• Extrait fourni:
###
Mercredi, mon cours de japonais s’est transformé en lecture (so international) à propos des réfugiés de Fukushima. Il faut le dire, c’était parfait pour entrer dans mon sujet de mémoire, je remercie donc ma professeur de japonais d’avoir l’idée, chaque année, de commémorer ce fort triste événement.

La professeur invitée n’est pas du tout spécialisée en nucléaire ou en sociologie, mais est allée sur le terrain en tant que volontaire. Elle continue depuis maintenant trois ans et a tissé un certain nombre de relations intéressantes. Elle nous a montré une carte de la région, les villes vouées à disparaître, les tentatives de sauver un peu de terre, les hommes en blanc, les débris recrachés par la mer. Il ne reste pas bien grand-chose de la côte, tandis que la menace invisible du nucléaire plane partout. 140 000 personnes sont toujours logés de manière temporaire, certaines sans espoir de revoir leur maison.

  • J’ai donc fait quelques découvertes parfois effarantes :Les personnes ayant un prêt immobilier et ne pouvant y retourner continuent de payer leur prêt, Tepco ne prenant en charge que 40 % du montant restant de la dette.
  • Certaines personnes n’ont pas l’espoir de se faire dédommager car les assurances demandent des images des biens abîmés, mais comment prendre une photo quand on ne peut pas accéder à son domicile ou que sa maison a tout simplement été rasé, les papiers partis à la flotte ?
  • Le taux de suicide est en forte hausse dans certaines villes, sans compter les personnes en dépression.
  • Les personnes vivant dans des préfabriqués s’entendent généralement assez bien entre elles (recherches à faire sur le ‘pourquoi’ de cette bonne entente), tandis que les relations avec les populations les accueillant sont plus difficiles. En effet, les enfants ont tendance à se faire discriminer à l’école (いじめbonjour) tandis que les adultes voient d’un très mauvais œil l’accueil de ces populations qui viennent déranger leur quotidien (et, j’imagine, pomper sur leurs impôts).
  • Si le réacteur #4 de la centrale de Fukushima explose, Tokyo aura certainement à être évacué. 34 millions de personne en exile, des barres.

Dès que j’aurai posé tout ça sur papier et que j’aurai de nouvelles idées, j’irai prendre rendez-vous avec cette professeur pour discuter plus précisément de la vie dans les refuges. Pour le moment, elle m’a déconseillé d’aller faire mon terrain là où elle travaille, parce qu’il s’agit d’une région très proche de la centrale et donc assez irradiée. « Je ne peux conseiller à une jeune femme d’aller travailler là-bas, c’est trop pollué, trop dangereux. » Je suis tout de même heureuse de voir que malgré le fait qu’ils aient envie qu’on les aide dans leurs recherches, ils font tout de même attention à ce genre de choses et n’envoient pas les élèves intéressés se prendre une douche radioactive. Je vais tout de même lui demander si elle n’aurait pas des contacts plus au nord, ou plus près de Tokyo, puisque les populations réfugiées ont été dispatchées sur tout le territoire, jusqu’à Okinawa (bonjour le changement de paysage).
###
• Lignes de données:
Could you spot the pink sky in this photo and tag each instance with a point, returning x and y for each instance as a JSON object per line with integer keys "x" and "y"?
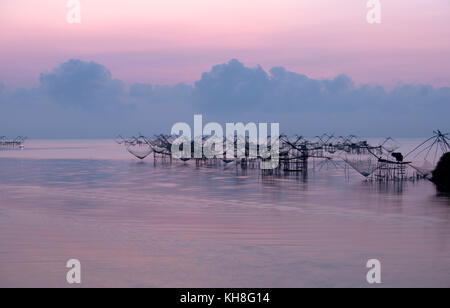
{"x": 170, "y": 41}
###
• Tâches et exercices:
A) Répondez à ces questions d'après l'extrait sur les réfugiés de Fukushima :
(i) Depuis combien de temps la professeur invitée se rend-elle sur le terrain comme volontaire ?
(ii) Quelle part du montant restant de la dette Tepco prend-il en charge ?
(iii) Jusqu'où les populations réfugiées ont-elles été dispatchées sur le territoire ?
B) Reproduisez fidèlement le passage de l'extrait sur les réfugiés de Fukushima qui s'ouvre sur les mots contenant « Mercredi, mon cours » et se clôt sur « fort triste événement. ».
C) Traduisez en anglais cette phrase de l'extrait sur les réfugiés de Fukushima : « Il ne reste pas bien grand-chose de la côte, tandis que la menace invisible du nucléaire plane partout. »

• Réponses ci-dessous:
A)
(i) Depuis trois ans.
(ii) 40 %.
(iii) Jusqu'à Okinawa.

B)
Mercredi, mon cours de japonais s’est transformé en lecture (so international) à propos des réfugiés de Fukushima. Il faut le dire, c’était parfait pour entrer dans mon sujet de mémoire, je remercie donc ma professeur de japonais d’avoir l’idée, chaque année, de commémorer ce fort triste événement.

C) Not much is left of the coast, while the invisible nuclear threat hangs over everything.